>> BEGIN MATERIAL PROVIDED
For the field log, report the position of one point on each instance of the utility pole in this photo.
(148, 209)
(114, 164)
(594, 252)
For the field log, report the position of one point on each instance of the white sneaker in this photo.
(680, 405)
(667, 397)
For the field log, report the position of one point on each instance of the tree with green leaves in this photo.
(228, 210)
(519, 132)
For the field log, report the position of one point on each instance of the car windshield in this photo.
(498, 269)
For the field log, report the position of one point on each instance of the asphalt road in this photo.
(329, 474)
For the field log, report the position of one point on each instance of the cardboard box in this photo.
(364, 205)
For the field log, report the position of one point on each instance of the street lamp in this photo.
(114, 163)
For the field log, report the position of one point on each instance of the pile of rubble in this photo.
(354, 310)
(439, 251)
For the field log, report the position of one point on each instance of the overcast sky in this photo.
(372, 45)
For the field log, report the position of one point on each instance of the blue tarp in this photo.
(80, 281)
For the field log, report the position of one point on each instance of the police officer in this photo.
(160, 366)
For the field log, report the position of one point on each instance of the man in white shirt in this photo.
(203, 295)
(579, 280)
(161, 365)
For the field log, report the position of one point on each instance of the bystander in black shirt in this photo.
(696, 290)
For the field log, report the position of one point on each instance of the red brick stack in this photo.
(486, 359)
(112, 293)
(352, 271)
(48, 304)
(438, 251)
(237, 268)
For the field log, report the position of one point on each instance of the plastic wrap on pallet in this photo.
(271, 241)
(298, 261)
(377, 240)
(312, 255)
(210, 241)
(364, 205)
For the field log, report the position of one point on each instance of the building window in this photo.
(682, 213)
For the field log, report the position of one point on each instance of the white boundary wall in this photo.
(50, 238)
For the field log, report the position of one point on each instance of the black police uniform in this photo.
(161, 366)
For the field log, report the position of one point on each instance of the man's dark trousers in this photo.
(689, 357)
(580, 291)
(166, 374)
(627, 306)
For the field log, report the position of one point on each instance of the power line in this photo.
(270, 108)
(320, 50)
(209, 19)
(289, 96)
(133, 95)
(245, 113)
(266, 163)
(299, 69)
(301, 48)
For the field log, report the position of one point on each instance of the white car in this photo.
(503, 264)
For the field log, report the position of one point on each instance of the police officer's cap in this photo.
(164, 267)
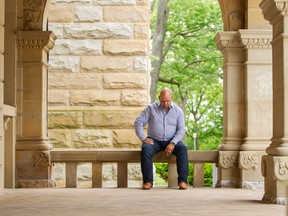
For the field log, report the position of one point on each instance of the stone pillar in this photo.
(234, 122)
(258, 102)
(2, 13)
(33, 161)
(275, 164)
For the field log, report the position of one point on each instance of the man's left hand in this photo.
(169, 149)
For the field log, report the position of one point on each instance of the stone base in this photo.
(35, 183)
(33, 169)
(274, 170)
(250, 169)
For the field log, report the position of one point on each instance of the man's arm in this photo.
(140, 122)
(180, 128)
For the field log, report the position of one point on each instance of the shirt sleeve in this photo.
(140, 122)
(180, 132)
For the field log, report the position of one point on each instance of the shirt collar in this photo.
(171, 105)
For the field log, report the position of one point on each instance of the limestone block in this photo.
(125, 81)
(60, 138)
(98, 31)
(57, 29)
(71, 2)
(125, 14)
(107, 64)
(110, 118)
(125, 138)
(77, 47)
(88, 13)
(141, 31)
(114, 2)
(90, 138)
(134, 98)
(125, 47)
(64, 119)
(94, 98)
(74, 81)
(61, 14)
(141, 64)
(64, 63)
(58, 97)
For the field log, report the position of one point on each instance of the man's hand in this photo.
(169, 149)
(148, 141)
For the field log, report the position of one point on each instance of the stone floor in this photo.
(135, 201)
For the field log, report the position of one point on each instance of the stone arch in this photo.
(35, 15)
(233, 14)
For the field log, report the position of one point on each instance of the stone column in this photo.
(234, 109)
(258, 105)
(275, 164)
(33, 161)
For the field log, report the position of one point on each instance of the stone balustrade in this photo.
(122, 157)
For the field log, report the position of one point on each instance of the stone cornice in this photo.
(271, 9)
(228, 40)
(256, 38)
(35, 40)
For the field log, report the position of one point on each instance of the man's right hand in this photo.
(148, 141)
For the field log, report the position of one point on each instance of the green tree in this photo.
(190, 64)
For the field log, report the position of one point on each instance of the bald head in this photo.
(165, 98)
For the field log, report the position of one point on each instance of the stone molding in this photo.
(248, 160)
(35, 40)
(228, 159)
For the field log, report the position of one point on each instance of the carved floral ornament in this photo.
>> END MATERIAL PROVIDED
## PROBLEM DESCRIPTION
Rewrite all the records above, putting "site report" wherever "field log" appears and leaving everything else unchanged. Leave the pictures out of your answer.

## RESULT OF THE TASK
For the site report, report the position of one point on each instance of the utility pole in this photo.
(148, 209)
(114, 164)
(594, 252)
For the site report, report the position of one point on each instance of the white sneaker in this photo.
(680, 405)
(667, 397)
For the site report, report the position of one point on each instance of the tree with green leaves in this photo.
(228, 210)
(519, 132)
For the site report, report the position of one point on each instance of the car windshield in this photo.
(498, 269)
For the site report, report the position of one point on each instance of the asphalt road in this photo.
(329, 474)
For the site report, report the position of one point on each instance of the cardboard box in this photo.
(364, 205)
For the site report, report the position of one point on each instance of the street lamp in this photo.
(114, 163)
For the site report, report the position of one point on each instance of the pile of rubble in this photo.
(354, 310)
(439, 251)
For the site report, report the position of one point on each instance of the overcast sky in this photo.
(372, 45)
For the site report, report the position of one point on each instance of the blue tarp in this photo.
(80, 281)
For the site report, report the position of one point on each instance of the police officer in this photo.
(160, 366)
For the site report, report the position of one point on each instance of the man in white shirt in this photo.
(203, 295)
(579, 280)
(161, 365)
For the site report, report the position of one point on each instance of the bystander in black shirt in this photo.
(696, 290)
For the site report, report the position of one point on each instance of the red brick stack in this photo.
(486, 359)
(112, 293)
(352, 271)
(48, 304)
(438, 251)
(237, 268)
For the site report, report the position of one point on each instance of the plastic wrap on pallet in this photo.
(271, 241)
(298, 261)
(377, 240)
(312, 255)
(210, 241)
(364, 205)
For the site report, report the position of one point on each instance of the building window in this photo.
(682, 213)
For the site report, report the position of one point on each instance of the white boundary wall in this photo.
(50, 238)
For the site report, report the position of one point on each instance of the black police uniform in this photo.
(161, 366)
For the site report, report the position of one point on each instance of the man's dark trousers in this photo.
(689, 357)
(580, 291)
(166, 374)
(627, 306)
For the site report, report the position of one point on each instance of the power line in this photo.
(270, 108)
(320, 50)
(209, 19)
(289, 96)
(133, 95)
(245, 113)
(266, 163)
(299, 69)
(301, 48)
For the site report, report the position of one point on each instance of the white car in this photo.
(503, 264)
For the site report, report the position of one point on each instance of the police officer's cap in this photo.
(164, 267)
For the site report, report the position of one point on each instance of the stone pillar in this photo.
(234, 122)
(258, 102)
(2, 13)
(33, 161)
(275, 164)
For the site report, report the position of one point on each instance of the man's left hand in this photo.
(169, 149)
For the site report, report the position of one point on each instance of the stone base in this photo.
(35, 183)
(33, 169)
(274, 170)
(250, 169)
For the site report, report the position of one point on each instance of the man's arm in this photo.
(140, 122)
(180, 128)
For the site report, report the position of one point on each instance of the shirt sleeve in this photo.
(140, 122)
(180, 132)
For the site report, report the position of one point on each instance of the shirt collar in this photo.
(171, 105)
For the site report, report the position of one point on each instance of the limestone block in this photo.
(125, 81)
(60, 138)
(98, 31)
(57, 29)
(71, 2)
(125, 14)
(107, 64)
(110, 118)
(125, 138)
(77, 47)
(88, 13)
(141, 31)
(114, 2)
(90, 138)
(134, 98)
(125, 47)
(64, 119)
(94, 98)
(74, 81)
(61, 14)
(141, 64)
(64, 63)
(58, 97)
For the site report, report the position of one point on each instance of the man's hand in this photo.
(169, 149)
(148, 141)
For the site report, report the position of one point on each instance of the stone floor in this photo.
(135, 201)
For the site report, report the position of one point on each instance of the stone arch in this photo.
(35, 15)
(233, 14)
For the site report, report the position of one point on each instance of the stone column in this photo.
(234, 109)
(258, 105)
(275, 164)
(33, 161)
For the site report, report the position of one point on each instance of the stone balustrade in this photo.
(122, 157)
For the site report, report the position of one point on each instance of the stone cornice in this photo.
(271, 9)
(228, 40)
(256, 38)
(35, 40)
For the site report, report the position of one point on each instance of the man's right hand in this photo.
(148, 141)
For the site report, report the position of one point on each instance of the green tree in this photo.
(190, 64)
For the site report, report the position of one point on each instance of the bald head in this photo.
(165, 98)
For the site report, report the position of one point on each instance of the stone molding in this photo.
(248, 160)
(35, 40)
(228, 159)
For the site report, report the position of one point on each instance of the carved floral ornament in this photo.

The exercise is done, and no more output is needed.